WHAT NEEDS TO BE DONE => I'd like the line containing "area, one point per instance." and each line that follows, through the last line of the material, set down exactly as they are, and no others.

TASK DATA =>
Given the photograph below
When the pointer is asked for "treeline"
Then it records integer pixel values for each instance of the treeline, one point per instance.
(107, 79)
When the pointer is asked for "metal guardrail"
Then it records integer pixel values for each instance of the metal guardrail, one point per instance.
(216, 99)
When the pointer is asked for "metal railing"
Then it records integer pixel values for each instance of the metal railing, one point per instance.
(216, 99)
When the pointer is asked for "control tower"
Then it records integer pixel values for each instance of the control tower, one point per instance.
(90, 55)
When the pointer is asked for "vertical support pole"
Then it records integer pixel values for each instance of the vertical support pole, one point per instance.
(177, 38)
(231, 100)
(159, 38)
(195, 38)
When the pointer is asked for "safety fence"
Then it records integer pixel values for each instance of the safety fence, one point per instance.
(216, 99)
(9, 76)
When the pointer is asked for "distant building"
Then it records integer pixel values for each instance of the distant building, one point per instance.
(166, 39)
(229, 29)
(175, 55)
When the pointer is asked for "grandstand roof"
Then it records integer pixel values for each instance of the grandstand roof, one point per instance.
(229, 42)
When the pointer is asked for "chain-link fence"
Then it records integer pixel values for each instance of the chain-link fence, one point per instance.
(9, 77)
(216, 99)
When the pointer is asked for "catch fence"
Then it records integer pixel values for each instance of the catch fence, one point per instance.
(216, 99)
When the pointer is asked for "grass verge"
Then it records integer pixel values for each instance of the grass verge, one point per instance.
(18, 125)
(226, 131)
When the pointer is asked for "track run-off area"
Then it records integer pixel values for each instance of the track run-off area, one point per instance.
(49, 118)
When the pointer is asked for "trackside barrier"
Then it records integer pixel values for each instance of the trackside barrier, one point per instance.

RESPONSE BELOW =>
Then it records integer pixel values for each instance of the track run-off area, one point per instance.
(49, 118)
When the pointer is asked for "trackside barrier"
Then it records integer pixel values for each instance of the trackside barrier, one point per instance.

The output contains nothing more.